### Activity
Only lines holding "gaiter" are needed; copy each of them from the data below.

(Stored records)

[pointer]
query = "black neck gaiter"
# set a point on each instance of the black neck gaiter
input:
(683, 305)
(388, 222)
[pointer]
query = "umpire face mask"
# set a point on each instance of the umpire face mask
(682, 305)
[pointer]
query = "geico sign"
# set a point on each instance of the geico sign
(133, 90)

==

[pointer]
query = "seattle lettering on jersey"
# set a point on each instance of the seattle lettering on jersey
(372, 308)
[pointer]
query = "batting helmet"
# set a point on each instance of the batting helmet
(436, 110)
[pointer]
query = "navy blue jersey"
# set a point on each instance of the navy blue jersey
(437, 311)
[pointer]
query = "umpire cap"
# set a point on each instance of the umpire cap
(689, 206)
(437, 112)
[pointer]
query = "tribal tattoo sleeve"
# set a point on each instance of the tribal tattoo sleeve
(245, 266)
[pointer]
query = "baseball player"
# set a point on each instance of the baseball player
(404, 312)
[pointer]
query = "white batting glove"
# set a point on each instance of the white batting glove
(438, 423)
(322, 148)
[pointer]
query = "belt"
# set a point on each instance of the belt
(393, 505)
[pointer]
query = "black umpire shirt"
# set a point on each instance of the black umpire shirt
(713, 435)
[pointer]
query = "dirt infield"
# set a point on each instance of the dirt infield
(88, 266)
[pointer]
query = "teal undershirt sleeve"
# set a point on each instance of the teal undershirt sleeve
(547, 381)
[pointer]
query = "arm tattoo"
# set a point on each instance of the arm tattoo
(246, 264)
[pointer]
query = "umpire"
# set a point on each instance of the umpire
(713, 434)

### Response to the exercise
query = "black neck gaiter"
# set a point on each instance of the black neck gaiter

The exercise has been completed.